# 原始文件
__________________________________________________
近年來，根據國際半導體技術藍圖(ITRS romap)，電晶體尺寸不斷的微縮，已經來到次奈米級世代，各種製程步驟皆更加的繁雜，每個步驟背後需要仰賴更多技術的克服，因此若想要電晶體得以維持摩爾定律(Moore's Law)繼續微縮，除了傳統製程技術上的突破創新，電晶體結構上的創新，是次奈米級甚至奈米級電晶體勢必要有的革新 。在次微米的技術節點下，鰭式場效應電晶體是一個十分受關注的研究與發展方向，因為其具有更好的截止頻率、短通道效應的控制能力、和優異的微縮能力；最近雖然有許多鰭式場效應電晶體相關的實驗與理論的研究被提出，但只有少許的研究有討論到有關這種三維度電晶體佈局參數，例如：鰭通道寬度對於鰭式場效應電晶體的電特性影響。
在此篇文章中，我們實際做出及量測高介電常數金屬閘極塊狀鰭式場效電晶體的特性，並模擬在不同錐狀與彎角下鰭狀通道的外型。在此，將估計不同錐狀與彎角下對C-V曲線的影響，並簡單敘述製成參數。鰭式場效電晶體變容器的鰭狀通道在不同錐狀角度與彎角半徑下，變容器的CV曲線變化。我們可發現當鰭狀通道的錐狀角度越陡峭，元件的電容值就越小。以及當鰭狀通道的彎角半徑越大，工作在累積區的元件的最小電容值就越小。最後，我們比較模擬結果和製程實驗的資料數據，發現其結論相符。並且研究空乏區電容效應在傳統平面元件與鰭式場效電晶體變容器的不同， N-型鰭式場效電晶體變容器的空乏區電容相較於傳統的體平面場效電晶體變容器還要低因此N-型鰭式場效電晶體變容器提供了較大的可調變電容區。鰭式與傳統的體平面場效電晶體變容器的三維模擬證明了鰭式場效電晶體變容器對於施加於閘極的電壓更為靈敏。首度探討在高介電常數金屬閘極鰭式場效應電晶體中，以矽為材料的鰭狀通道其寬度與電特性的相關性。在同樣的佈局區域中，我們的實驗與模擬研究指出寬度窄的鰭狀通道擁有較差的平帶電壓位移，且由於基板電阻的增加，閘極電容上有較大的變動。
第二部分研究以矽鍺為材料的鰭狀通道,鍺濃度在鰭式場效電晶體扮演相當重要的角色,因此,快速,非破壞性分析方法,三維度的光譜橢圓偏振光學臨界尺度量測被用來擷取出在矽鍺通道中鍺的濃度。 我們研究在波長370nm與525nm下,不同鍺濃度下的折射係數(n)與消光系數(k).研究結果出在矽鍺通道中鍺的濃度可以精準地三維度的光譜橢圓偏振光學臨界尺度量測法取得. 接著分析高解析度穿透式電子顯微鏡下求得的矽鍺與氧化層介面的表面粗糙度 將載子遷移率相依表面粗糙度模型放入半導體元件模型來研究沿著晶格常數(100) 與(110)的矽鍺載子遷移率,並且進一步分析研究表面粗糙度對矽鍺載子遷移率對於有效載子遷移率的影響。

For these years, according to ITRS roadmap, the size of device keeps scaling. It comes to nanodevice’s generation, each step of process technology has become more complicated, and this is based on more breakthrough of technology. If we want to keep scaling based on Moore’s Law technology, in addition to the breakthroughs and innovations for traditional process technology, the innovation of transistor structure for sub-nano-or even nanoscale transistors is the key-point. Bulk FinFET is one of the candidates for device in sub-22 nm technology node, because of its good cut-off characteristics, short channel effect control and better scalability by double gate mode operation. Recent researches on FinFET devices were reported, but there are few reports discuss the influence of layout parameter, such as fin width, fin height, and the fin numbers, on the electrostatic characteristic of the devices.
__________________________________________________
# 記錄資料
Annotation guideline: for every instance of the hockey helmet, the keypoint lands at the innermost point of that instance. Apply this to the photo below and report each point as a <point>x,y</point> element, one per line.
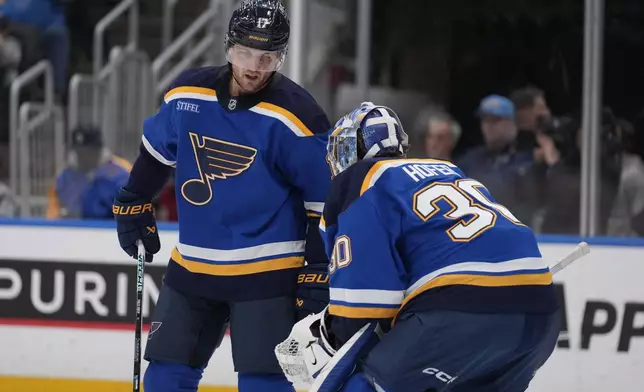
__________________________________________________
# 任務說明
根據原始文件，N 型鰭式場效電晶體變容器為何能提供較大的可調變電容區？請以一到三句話說明。

# 完整回答
N 型鰭式場效電晶體變容器的空乏區電容比傳統的體平面場效電晶體變容器還要低。因此它提供了較大的可調變電容區。